Return exactly the lines of the records below, starting at the line that contains "Target: curved road" and ending at the line that contains "Where can the city", with both of those lines kept.

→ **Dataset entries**
#####
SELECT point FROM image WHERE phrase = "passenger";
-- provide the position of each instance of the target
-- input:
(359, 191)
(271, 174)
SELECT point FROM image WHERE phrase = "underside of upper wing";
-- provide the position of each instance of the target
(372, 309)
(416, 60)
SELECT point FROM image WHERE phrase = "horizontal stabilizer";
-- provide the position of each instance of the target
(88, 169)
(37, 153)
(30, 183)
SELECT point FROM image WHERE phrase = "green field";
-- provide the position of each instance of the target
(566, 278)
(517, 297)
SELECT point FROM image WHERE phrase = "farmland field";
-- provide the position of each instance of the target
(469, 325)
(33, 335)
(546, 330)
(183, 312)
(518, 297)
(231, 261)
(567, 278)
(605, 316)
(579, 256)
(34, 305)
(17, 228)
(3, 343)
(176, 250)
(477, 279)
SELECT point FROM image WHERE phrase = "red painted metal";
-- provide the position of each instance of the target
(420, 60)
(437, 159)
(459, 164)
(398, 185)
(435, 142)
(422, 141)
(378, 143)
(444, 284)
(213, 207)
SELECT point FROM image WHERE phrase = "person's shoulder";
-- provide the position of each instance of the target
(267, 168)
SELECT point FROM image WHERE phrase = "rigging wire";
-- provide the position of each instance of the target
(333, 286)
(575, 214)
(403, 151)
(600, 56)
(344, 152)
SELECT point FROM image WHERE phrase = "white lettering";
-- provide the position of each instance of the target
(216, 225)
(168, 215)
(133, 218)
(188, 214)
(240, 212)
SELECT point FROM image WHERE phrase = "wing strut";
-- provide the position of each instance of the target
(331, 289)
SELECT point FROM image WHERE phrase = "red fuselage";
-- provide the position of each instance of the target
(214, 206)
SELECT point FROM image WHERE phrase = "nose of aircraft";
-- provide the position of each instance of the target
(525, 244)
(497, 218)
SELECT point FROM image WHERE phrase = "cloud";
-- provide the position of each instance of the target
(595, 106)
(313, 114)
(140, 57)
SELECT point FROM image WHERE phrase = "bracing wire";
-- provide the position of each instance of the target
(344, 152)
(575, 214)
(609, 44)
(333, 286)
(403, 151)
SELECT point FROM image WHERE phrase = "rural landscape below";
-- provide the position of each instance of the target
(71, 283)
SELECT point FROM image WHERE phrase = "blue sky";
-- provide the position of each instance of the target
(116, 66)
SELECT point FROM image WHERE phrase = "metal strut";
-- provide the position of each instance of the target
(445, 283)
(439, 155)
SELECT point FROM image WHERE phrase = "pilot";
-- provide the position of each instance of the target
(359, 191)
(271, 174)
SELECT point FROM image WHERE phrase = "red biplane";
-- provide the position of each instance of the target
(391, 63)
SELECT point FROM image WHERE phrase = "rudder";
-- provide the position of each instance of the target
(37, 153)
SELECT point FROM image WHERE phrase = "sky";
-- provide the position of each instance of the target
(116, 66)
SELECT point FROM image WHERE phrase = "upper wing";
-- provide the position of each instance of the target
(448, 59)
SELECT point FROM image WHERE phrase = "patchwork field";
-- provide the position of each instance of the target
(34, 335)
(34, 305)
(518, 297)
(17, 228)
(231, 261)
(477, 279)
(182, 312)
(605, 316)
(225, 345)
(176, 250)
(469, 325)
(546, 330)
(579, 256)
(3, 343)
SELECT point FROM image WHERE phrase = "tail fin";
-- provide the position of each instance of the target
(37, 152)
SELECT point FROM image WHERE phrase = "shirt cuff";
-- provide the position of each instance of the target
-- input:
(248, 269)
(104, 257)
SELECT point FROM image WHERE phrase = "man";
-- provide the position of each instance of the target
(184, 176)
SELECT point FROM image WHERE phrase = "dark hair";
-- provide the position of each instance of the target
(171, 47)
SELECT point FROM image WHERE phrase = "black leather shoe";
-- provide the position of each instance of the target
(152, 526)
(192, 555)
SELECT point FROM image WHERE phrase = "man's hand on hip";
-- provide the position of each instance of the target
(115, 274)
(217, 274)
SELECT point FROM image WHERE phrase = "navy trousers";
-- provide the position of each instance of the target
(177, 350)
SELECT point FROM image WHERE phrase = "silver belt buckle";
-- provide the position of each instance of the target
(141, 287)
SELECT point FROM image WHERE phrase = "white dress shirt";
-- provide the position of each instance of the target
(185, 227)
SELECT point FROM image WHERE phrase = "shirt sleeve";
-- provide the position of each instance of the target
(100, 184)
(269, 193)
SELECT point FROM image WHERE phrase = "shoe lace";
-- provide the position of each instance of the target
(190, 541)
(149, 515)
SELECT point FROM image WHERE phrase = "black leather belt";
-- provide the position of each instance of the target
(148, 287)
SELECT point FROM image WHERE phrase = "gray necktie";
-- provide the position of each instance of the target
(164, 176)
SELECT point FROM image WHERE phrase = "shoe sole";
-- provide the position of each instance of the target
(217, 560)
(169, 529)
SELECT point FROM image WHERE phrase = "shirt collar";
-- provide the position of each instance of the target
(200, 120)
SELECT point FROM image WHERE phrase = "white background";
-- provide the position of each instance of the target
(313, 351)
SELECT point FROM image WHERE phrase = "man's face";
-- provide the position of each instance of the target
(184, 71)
#####
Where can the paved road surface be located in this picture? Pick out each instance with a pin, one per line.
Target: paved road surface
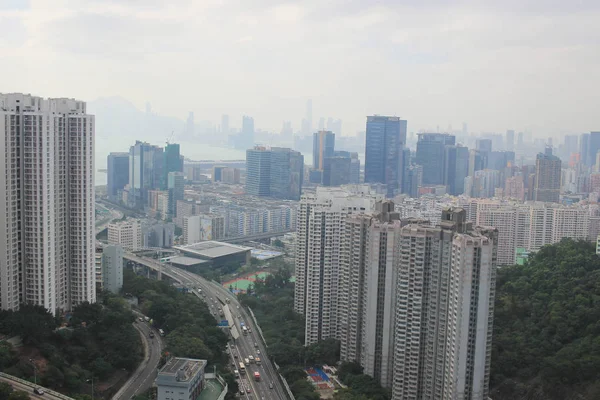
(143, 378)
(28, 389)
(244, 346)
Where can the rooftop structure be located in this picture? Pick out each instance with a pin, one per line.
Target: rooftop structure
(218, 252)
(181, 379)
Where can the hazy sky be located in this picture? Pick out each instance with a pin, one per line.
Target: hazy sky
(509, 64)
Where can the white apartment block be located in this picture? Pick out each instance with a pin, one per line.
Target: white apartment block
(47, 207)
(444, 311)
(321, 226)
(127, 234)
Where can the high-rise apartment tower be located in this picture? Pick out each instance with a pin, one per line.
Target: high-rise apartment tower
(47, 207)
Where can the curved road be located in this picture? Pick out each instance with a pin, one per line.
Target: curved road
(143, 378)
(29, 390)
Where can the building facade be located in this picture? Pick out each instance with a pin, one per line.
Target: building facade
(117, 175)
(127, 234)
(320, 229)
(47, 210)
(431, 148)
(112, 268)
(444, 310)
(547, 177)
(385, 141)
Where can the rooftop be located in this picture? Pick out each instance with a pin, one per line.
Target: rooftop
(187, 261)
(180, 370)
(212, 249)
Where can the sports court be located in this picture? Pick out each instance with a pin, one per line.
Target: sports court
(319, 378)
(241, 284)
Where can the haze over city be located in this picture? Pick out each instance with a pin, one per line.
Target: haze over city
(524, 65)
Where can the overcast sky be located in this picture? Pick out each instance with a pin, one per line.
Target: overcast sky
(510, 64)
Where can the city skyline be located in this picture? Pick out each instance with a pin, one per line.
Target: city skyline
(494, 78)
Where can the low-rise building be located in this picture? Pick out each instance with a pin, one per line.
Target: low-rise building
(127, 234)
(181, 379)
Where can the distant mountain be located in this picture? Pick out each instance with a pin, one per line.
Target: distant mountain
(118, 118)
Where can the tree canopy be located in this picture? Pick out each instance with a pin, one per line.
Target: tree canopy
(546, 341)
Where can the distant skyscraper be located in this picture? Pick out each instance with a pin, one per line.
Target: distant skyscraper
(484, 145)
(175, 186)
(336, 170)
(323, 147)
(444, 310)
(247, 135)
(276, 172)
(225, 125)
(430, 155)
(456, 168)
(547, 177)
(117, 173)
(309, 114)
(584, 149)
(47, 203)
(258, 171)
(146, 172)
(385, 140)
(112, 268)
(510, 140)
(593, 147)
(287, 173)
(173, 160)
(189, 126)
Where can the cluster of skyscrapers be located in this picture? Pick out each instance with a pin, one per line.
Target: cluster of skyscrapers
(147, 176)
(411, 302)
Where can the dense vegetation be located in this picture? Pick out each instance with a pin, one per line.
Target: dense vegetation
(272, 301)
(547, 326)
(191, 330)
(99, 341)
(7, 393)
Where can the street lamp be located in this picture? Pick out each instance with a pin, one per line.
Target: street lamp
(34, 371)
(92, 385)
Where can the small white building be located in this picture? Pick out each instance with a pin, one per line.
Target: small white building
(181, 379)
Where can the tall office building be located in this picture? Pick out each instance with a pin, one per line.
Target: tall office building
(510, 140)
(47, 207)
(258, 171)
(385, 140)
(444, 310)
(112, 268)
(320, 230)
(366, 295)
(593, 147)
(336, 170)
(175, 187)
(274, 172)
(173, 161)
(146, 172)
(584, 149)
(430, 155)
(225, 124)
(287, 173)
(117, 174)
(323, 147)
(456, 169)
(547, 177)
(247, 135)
#####
→ **The completed task**
Target: curved road
(143, 378)
(29, 390)
Where can the building facade be located in this picture? Pick out each instance with a pin, one per line.
Target: building facade
(117, 175)
(127, 234)
(320, 229)
(47, 210)
(431, 148)
(112, 268)
(444, 310)
(547, 177)
(385, 141)
Where can the rooftop be located in this picture? Pick out each instance with a pin, one per line.
Target: rooftop
(187, 261)
(180, 370)
(212, 249)
Where can the sports court be located in this picture? Pick out each instance with a pin, one per line.
Target: sports court
(319, 378)
(241, 284)
Where can the haze over city be located in this picture? Pick out each instance with a pin, one per line.
Target: haze over city
(524, 65)
Where can the overcast sky be located in this picture? Pick out each instance with a pin, one per line.
Target: overcast sky
(510, 64)
Where can the city skyline be located in this picture? Pick out each instance with a pin, one per line.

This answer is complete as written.